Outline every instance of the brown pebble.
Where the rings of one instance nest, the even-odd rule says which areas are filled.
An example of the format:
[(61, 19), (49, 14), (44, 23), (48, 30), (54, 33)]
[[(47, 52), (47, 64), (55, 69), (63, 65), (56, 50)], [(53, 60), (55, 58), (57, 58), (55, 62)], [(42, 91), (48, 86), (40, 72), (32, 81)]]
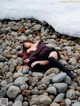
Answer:
[(51, 103), (50, 106), (60, 106), (60, 105), (58, 103), (53, 102), (53, 103)]
[(18, 71), (23, 66), (16, 66), (16, 71)]
[(24, 28), (20, 28), (20, 29), (18, 29), (18, 32), (24, 33), (25, 29)]
[(64, 100), (60, 103), (60, 106), (65, 106)]
[(30, 93), (31, 93), (30, 90), (24, 90), (24, 91), (22, 92), (22, 95), (23, 95), (23, 96), (29, 96)]
[(49, 95), (49, 98), (51, 98), (52, 100), (54, 100), (54, 96), (53, 95)]
[(28, 80), (28, 82), (29, 82), (29, 85), (31, 85), (31, 84), (32, 84), (32, 81), (33, 81), (33, 79), (34, 79), (34, 77), (32, 77), (32, 76), (29, 76), (29, 77), (28, 77), (28, 79), (29, 79), (29, 80)]

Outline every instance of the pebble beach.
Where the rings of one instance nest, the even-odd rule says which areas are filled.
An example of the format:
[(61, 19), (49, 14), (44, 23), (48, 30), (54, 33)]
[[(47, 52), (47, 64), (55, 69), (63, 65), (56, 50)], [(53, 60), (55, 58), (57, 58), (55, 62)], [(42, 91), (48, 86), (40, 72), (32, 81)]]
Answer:
[[(60, 53), (60, 62), (74, 72), (71, 80), (58, 68), (44, 74), (22, 64), (22, 42), (42, 39)], [(0, 98), (8, 106), (80, 106), (80, 38), (55, 31), (36, 19), (0, 20)]]

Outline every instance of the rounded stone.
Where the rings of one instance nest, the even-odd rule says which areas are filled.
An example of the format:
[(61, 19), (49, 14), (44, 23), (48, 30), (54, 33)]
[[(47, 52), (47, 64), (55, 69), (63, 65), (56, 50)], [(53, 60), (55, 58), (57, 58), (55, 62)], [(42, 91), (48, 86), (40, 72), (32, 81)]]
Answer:
[(64, 99), (64, 94), (60, 93), (56, 96), (56, 98), (54, 99), (54, 102), (61, 102)]
[(22, 102), (16, 101), (16, 102), (14, 102), (14, 104), (12, 106), (22, 106)]
[(15, 101), (23, 101), (23, 96), (20, 94), (16, 97)]
[(21, 86), (21, 85), (25, 84), (27, 80), (28, 80), (28, 78), (18, 77), (18, 78), (14, 81), (14, 84), (17, 85), (17, 86)]
[(54, 83), (53, 86), (58, 90), (58, 92), (65, 92), (68, 85), (66, 83)]
[(67, 91), (67, 98), (74, 99), (75, 96), (76, 96), (76, 93), (75, 93), (74, 89), (70, 89)]
[(65, 99), (65, 105), (70, 106), (71, 105), (71, 100), (70, 99)]
[(65, 78), (66, 78), (67, 74), (66, 73), (59, 73), (57, 75), (55, 75), (53, 78), (52, 78), (52, 81), (53, 82), (61, 82), (63, 81)]
[(21, 92), (21, 90), (19, 87), (12, 85), (7, 90), (7, 96), (9, 98), (15, 98), (20, 92)]
[(47, 92), (48, 92), (49, 94), (54, 94), (54, 95), (57, 94), (57, 90), (56, 90), (56, 88), (55, 88), (54, 86), (48, 87), (48, 88), (47, 88)]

--------------------------------

풀어 볼 문제: 위의 항목을 모두 한 글자도 바꾸지 말고 그대로 돌려주세요. 그림은 답에 넣지 마세요.

아래 답안:
Outline every instance of the brown pebble.
Where the rings of one instance nest, the even-odd rule says which areas are filled.
An example of the format:
[(61, 19), (49, 14), (44, 23), (48, 30), (54, 33)]
[[(47, 52), (47, 64), (55, 69), (63, 65), (56, 50)], [(53, 60), (55, 58), (57, 58), (55, 62)], [(42, 91), (48, 86), (40, 72), (32, 81)]]
Answer:
[(51, 103), (50, 106), (60, 106), (60, 105), (58, 103), (53, 102), (53, 103)]
[(18, 71), (23, 66), (16, 66), (16, 71)]
[(24, 28), (20, 28), (20, 29), (18, 29), (18, 32), (24, 33), (25, 29)]
[(64, 100), (60, 103), (60, 106), (65, 106)]
[(30, 93), (31, 93), (30, 90), (24, 90), (24, 91), (22, 92), (22, 95), (23, 95), (23, 96), (29, 96)]
[(49, 95), (49, 98), (51, 98), (52, 100), (54, 100), (54, 96), (53, 95)]
[(28, 80), (28, 82), (29, 82), (29, 85), (31, 85), (31, 84), (32, 84), (32, 81), (33, 81), (33, 79), (34, 79), (34, 77), (32, 77), (32, 76), (29, 76), (29, 77), (28, 77), (28, 79), (29, 79), (29, 80)]

Outline every instance of the pebble beach.
Where the rings of one instance nest, the even-odd rule says which areas are filled.
An example of the format:
[(61, 19), (49, 14), (44, 23), (48, 30), (54, 33)]
[[(47, 52), (47, 64), (55, 69), (63, 65), (56, 50)], [(53, 60), (55, 58), (57, 58), (55, 62)], [(42, 91), (48, 86), (40, 72), (32, 81)]]
Answer:
[[(60, 53), (60, 62), (74, 72), (71, 80), (58, 68), (44, 74), (22, 64), (22, 42), (42, 39)], [(0, 98), (8, 106), (80, 106), (80, 38), (55, 31), (36, 19), (0, 20)]]

Outline every instance of the rounded stone.
Where the rings of one instance nest, the even-odd rule says which areas are filled.
An example of the format:
[(61, 19), (49, 14), (44, 23), (48, 30), (54, 33)]
[[(47, 52), (47, 64), (55, 69), (63, 65), (56, 50)], [(53, 60), (55, 58), (57, 58), (55, 62)], [(42, 91), (48, 86), (40, 72), (32, 81)]]
Answer:
[(64, 99), (64, 94), (60, 93), (56, 96), (56, 98), (54, 99), (54, 102), (61, 102)]
[(22, 102), (16, 101), (16, 102), (14, 102), (14, 104), (12, 106), (22, 106)]
[(15, 101), (23, 101), (23, 96), (20, 94), (16, 97)]
[(21, 86), (21, 85), (25, 84), (27, 80), (28, 80), (28, 78), (18, 77), (18, 78), (14, 81), (14, 84), (17, 85), (17, 86)]
[(54, 83), (53, 86), (58, 90), (58, 92), (65, 92), (68, 85), (66, 83)]
[(67, 91), (67, 98), (74, 99), (75, 96), (76, 96), (76, 93), (75, 93), (74, 89), (70, 89)]
[(65, 99), (65, 105), (70, 106), (71, 105), (71, 100), (70, 99)]
[(65, 78), (66, 78), (67, 74), (66, 73), (59, 73), (57, 75), (55, 75), (53, 78), (52, 78), (52, 81), (53, 82), (61, 82), (63, 81)]
[(21, 92), (21, 90), (19, 87), (12, 85), (7, 90), (7, 96), (9, 98), (15, 98), (20, 92)]
[(47, 92), (48, 92), (49, 94), (54, 94), (54, 95), (57, 94), (57, 90), (56, 90), (56, 88), (55, 88), (54, 86), (48, 87), (48, 88), (47, 88)]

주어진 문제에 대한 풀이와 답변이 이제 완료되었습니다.